━━━━━ Exercise inputs ━━━━━

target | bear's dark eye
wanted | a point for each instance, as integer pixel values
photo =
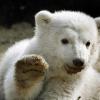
(64, 41)
(87, 44)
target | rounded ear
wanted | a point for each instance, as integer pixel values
(43, 18)
(97, 19)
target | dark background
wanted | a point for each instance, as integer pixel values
(15, 11)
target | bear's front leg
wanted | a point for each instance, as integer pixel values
(27, 78)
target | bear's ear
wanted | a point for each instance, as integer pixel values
(97, 19)
(43, 18)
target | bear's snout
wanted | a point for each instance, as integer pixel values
(78, 62)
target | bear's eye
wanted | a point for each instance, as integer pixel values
(87, 44)
(64, 41)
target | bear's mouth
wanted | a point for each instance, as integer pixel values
(72, 70)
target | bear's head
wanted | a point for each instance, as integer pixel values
(71, 37)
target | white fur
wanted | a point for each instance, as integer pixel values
(51, 28)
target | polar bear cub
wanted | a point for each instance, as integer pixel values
(57, 63)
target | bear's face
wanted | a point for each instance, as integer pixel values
(71, 35)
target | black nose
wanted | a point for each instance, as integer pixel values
(78, 62)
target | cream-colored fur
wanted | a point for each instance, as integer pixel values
(25, 79)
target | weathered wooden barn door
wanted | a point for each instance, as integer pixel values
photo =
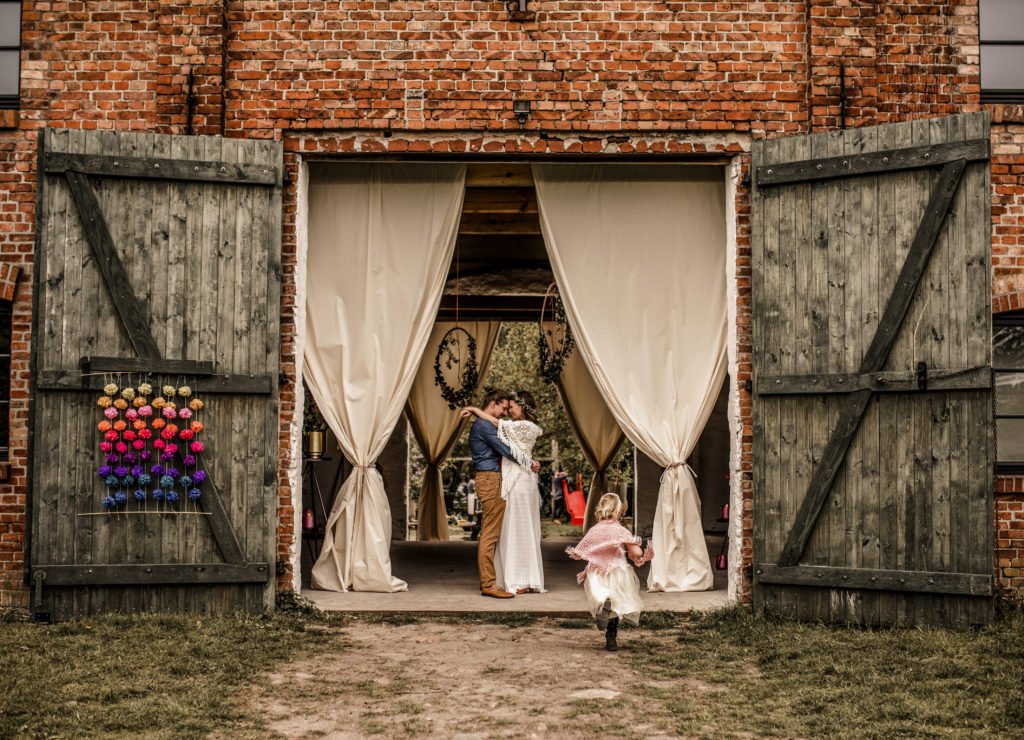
(158, 262)
(873, 433)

━━━━━

*Task statement*. Quote the data above in full and without alteration; skip the pictures.

*Output of the task*.
target | bear's dark eye
wanted | a point for each instance, as integer pixel values
photo =
(64, 41)
(87, 44)
target | rounded ear
wanted | a point for each instance, as integer pixel values
(43, 18)
(97, 19)
target | dark background
wanted | a point for each instance, as integer pixel values
(15, 11)
target | bear's front leg
wanted | a point for each instance, as integer pixel values
(27, 78)
target | bear's ear
wanted | a point for each instance, as integer pixel values
(97, 19)
(43, 18)
target | bear's snout
wanted | a point for each instance, as integer pixel values
(78, 62)
target | bear's eye
wanted | a point for each instance, as integer pixel values
(87, 44)
(64, 41)
target | bear's mouth
wanted | a point for each instance, as integer pixel values
(72, 70)
target | bear's head
wanted | a point for each instance, as integer pixel values
(71, 37)
target | white fur
wanted | a point for each instance, as integer pixel values
(51, 28)
target | polar bear cub
wanted | a point for each instance, as integer pixel values
(57, 63)
target | bear's face
wanted | a point for each instance, as integer pixel values
(71, 35)
target | black nose
wanted | a point for each instance, as integer pixel values
(78, 62)
target | cream-colored fur
wanted | a point for each instance, as integer pixel values
(25, 79)
target | weathered wooden barn door
wanted | a point for each instance, as integer pixel values
photo =
(158, 262)
(873, 433)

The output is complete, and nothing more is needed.